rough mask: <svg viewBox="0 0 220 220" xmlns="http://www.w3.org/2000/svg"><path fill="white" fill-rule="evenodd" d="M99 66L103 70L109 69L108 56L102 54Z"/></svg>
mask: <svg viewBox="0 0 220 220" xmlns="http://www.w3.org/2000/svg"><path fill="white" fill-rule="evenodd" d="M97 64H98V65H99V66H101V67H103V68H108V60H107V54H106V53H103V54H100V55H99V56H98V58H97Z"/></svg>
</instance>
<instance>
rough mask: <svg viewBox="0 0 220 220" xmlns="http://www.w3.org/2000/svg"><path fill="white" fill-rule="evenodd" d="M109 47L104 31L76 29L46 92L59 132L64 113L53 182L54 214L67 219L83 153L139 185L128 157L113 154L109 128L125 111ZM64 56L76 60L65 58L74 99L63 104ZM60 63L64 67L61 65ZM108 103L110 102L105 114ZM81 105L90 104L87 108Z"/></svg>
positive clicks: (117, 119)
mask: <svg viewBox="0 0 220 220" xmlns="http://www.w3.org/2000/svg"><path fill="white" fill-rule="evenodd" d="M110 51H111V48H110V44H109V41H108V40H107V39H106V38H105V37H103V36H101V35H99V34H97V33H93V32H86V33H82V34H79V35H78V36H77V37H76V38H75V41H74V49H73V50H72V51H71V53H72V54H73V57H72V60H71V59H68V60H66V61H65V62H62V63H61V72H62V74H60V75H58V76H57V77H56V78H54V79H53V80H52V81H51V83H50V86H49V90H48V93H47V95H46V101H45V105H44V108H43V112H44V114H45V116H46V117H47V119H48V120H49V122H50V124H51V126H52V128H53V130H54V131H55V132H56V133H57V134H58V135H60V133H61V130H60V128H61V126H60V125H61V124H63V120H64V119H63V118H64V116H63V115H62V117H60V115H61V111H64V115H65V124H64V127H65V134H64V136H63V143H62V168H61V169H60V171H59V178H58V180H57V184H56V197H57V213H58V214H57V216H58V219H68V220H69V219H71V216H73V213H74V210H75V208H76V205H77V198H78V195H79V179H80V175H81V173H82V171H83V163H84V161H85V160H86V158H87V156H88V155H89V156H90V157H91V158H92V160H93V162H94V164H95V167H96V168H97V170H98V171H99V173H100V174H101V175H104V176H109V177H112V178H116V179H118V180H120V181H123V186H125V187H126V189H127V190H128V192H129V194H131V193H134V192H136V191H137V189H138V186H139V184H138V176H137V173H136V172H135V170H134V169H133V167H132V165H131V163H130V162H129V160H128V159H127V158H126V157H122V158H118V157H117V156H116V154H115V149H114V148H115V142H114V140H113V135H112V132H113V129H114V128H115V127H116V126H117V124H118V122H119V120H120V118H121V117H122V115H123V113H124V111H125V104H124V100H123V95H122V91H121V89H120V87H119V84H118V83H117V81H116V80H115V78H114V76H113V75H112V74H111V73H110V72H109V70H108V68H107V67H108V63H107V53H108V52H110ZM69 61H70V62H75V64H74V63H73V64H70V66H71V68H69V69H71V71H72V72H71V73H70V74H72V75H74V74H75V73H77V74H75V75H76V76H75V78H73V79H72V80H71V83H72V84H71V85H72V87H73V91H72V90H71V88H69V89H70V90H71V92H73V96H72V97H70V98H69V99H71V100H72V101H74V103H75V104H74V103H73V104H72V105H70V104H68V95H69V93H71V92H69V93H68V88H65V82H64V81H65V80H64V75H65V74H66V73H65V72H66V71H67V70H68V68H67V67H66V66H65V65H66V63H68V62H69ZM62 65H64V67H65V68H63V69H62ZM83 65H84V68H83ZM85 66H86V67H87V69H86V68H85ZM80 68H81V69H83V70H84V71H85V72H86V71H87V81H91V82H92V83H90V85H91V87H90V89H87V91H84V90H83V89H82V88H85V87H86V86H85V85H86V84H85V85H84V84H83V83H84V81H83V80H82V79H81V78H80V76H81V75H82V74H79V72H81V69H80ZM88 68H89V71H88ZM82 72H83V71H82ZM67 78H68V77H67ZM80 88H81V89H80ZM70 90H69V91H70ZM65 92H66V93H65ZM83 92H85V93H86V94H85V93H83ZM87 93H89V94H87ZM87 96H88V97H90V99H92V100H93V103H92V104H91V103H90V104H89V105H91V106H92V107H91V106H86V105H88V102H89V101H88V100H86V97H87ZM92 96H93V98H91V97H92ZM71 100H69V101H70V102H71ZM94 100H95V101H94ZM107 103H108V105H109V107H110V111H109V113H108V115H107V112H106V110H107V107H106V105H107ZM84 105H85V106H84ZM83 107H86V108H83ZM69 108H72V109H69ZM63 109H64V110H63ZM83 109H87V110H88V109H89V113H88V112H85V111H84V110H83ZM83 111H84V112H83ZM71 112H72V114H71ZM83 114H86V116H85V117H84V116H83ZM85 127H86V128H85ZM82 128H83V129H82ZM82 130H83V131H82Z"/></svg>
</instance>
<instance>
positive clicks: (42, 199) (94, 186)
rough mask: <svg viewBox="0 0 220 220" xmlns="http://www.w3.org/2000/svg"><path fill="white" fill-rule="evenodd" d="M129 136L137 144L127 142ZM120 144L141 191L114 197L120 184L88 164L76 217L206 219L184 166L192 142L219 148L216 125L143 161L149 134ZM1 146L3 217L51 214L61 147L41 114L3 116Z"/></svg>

### [Problem to work on]
If a line falls between the first line of the records and the line containing "47L104 31L76 29L46", inclusive, repeat it exactly; leave out all others.

### [Task response]
rough mask: <svg viewBox="0 0 220 220" xmlns="http://www.w3.org/2000/svg"><path fill="white" fill-rule="evenodd" d="M99 66L103 70L109 69L108 56L102 54Z"/></svg>
mask: <svg viewBox="0 0 220 220" xmlns="http://www.w3.org/2000/svg"><path fill="white" fill-rule="evenodd" d="M97 64H98V65H99V66H101V67H103V68H108V60H107V54H106V53H103V54H100V55H99V56H98V58H97Z"/></svg>
</instance>
<instance>
rough mask: <svg viewBox="0 0 220 220" xmlns="http://www.w3.org/2000/svg"><path fill="white" fill-rule="evenodd" d="M109 47L104 31L76 29L46 92L59 132L64 113L53 182L54 214L67 219L83 153L139 185L128 157L113 154L109 128L125 111ZM64 56L76 60L65 58L74 99L63 104ZM60 63L64 67L61 65ZM108 103L110 102L105 114ZM81 105L90 104L87 108Z"/></svg>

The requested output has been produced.